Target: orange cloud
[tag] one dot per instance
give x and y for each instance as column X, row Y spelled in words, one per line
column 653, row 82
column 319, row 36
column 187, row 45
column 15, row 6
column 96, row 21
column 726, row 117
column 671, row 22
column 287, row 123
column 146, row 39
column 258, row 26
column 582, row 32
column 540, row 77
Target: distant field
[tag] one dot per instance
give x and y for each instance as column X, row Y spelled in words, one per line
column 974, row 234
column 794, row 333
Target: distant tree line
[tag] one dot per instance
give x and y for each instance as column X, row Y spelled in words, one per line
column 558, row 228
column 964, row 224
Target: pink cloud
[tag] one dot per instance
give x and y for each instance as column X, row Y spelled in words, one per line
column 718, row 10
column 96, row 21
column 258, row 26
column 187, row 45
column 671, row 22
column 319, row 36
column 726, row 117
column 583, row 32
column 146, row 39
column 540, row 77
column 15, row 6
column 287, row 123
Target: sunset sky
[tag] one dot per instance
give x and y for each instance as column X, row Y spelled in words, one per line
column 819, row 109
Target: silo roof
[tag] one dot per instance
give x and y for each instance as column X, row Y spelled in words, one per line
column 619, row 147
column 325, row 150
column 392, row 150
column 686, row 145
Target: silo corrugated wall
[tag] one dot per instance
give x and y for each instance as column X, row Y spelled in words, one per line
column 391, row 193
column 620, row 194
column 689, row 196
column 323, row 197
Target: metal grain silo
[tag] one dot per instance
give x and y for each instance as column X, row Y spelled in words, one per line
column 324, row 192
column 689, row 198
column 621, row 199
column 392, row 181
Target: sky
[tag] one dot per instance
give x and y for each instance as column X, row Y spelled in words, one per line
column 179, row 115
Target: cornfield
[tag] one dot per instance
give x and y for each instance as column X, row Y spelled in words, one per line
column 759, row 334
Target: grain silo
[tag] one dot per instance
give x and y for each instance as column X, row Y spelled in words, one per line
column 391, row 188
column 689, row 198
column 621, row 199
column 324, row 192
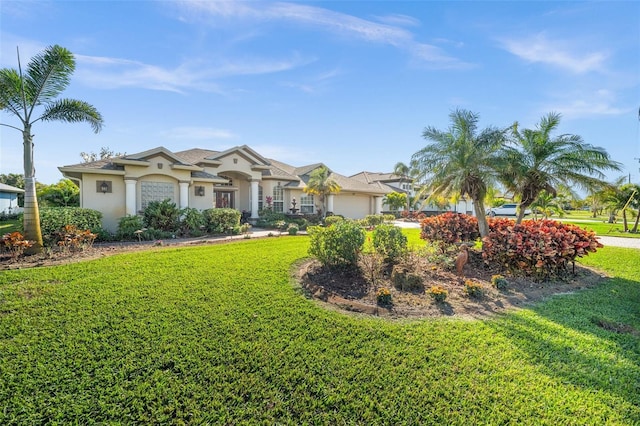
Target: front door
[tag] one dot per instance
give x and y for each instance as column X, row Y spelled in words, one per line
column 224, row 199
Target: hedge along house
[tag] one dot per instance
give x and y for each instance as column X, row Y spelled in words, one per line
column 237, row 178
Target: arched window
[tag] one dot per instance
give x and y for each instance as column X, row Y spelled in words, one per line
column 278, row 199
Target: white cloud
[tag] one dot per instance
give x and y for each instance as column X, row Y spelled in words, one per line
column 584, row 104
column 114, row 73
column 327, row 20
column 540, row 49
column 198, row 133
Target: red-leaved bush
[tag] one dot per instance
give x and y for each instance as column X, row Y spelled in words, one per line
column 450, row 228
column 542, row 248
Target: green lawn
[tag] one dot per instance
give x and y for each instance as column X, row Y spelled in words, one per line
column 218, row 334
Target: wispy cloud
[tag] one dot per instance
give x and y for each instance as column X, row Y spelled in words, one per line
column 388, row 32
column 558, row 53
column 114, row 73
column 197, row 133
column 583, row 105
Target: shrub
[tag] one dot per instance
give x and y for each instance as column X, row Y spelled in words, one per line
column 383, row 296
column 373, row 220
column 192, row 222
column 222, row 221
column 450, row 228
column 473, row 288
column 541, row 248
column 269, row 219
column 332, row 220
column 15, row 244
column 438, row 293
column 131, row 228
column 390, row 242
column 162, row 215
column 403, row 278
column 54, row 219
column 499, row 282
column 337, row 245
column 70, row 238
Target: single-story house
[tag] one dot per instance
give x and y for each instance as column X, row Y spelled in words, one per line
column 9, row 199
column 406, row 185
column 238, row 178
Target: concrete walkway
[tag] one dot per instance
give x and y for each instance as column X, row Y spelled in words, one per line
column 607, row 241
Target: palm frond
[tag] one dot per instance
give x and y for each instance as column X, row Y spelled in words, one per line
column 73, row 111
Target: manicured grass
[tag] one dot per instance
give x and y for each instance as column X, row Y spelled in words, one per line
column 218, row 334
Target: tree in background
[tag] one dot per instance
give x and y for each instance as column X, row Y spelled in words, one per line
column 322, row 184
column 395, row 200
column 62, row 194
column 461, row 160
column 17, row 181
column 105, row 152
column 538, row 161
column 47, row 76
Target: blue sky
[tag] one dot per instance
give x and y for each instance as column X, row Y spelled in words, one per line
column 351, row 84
==========
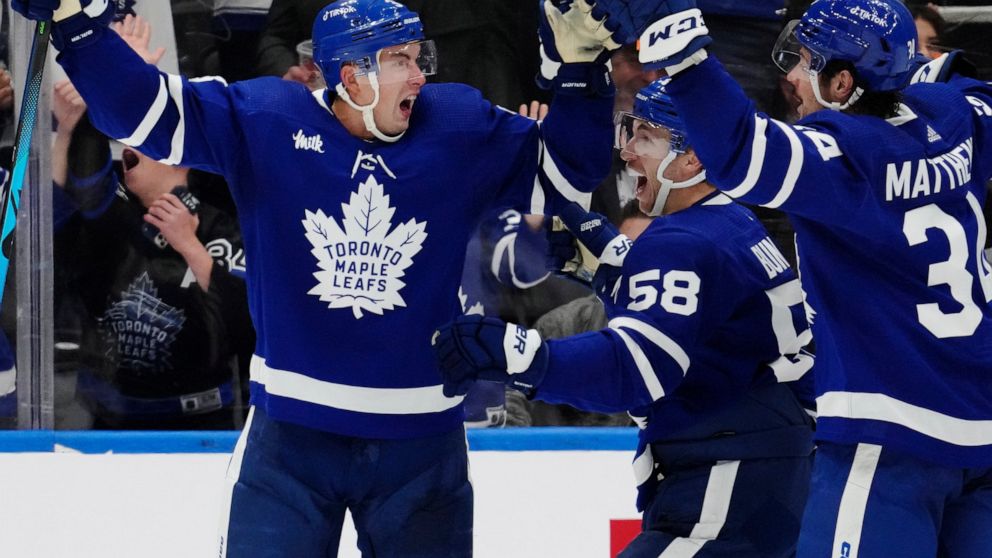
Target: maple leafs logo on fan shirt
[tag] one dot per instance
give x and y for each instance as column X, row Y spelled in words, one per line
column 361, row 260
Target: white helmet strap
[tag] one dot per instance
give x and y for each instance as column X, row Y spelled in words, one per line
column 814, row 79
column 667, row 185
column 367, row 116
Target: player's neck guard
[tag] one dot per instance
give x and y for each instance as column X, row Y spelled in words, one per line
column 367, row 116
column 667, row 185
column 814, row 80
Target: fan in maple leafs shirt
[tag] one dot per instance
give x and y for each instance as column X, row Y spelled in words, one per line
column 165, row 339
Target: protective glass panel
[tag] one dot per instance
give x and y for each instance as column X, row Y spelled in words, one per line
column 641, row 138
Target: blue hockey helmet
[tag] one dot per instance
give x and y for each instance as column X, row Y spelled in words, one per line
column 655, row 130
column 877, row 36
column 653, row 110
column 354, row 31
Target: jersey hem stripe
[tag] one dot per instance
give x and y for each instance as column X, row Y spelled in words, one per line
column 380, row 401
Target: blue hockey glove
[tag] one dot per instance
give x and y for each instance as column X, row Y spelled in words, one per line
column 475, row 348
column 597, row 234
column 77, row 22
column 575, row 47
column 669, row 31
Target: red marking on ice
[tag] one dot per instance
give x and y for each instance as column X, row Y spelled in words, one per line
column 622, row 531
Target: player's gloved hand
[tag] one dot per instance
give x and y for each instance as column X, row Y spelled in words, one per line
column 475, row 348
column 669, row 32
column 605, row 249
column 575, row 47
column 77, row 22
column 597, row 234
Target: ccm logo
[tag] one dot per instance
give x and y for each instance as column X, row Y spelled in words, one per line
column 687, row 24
==========
EXERCISE AIM: Reproduce the entries word for word, starting at the line that contains "Target: white helmet strap" and ending at the line that contains "column 354, row 31", with both of those lines included.

ANSWER TO THIS PROBLEM:
Target: white helmet strap
[tag] one dot per instance
give x and y for each instance as column X, row Y spelled in words, one per line
column 814, row 79
column 667, row 185
column 367, row 116
Target: player's neck guard
[tag] one dot per instance
give x and y for each instance as column X, row Y spelled in words, one per line
column 367, row 116
column 667, row 185
column 814, row 80
Target: fan in maple leafs shirt
[tag] one dot per instance
give x and y for each instance as column X, row Y spelled in words, one per line
column 165, row 339
Target: protective glass panel
[tag] one dot per instance
give x and y for each instance as column X, row Y spelled in words, one per line
column 641, row 138
Target: blue hockey helmet
[tag] one dot per instance
give x and y for each instance as column X, row Y spelled in words, one per line
column 655, row 130
column 877, row 36
column 653, row 110
column 354, row 31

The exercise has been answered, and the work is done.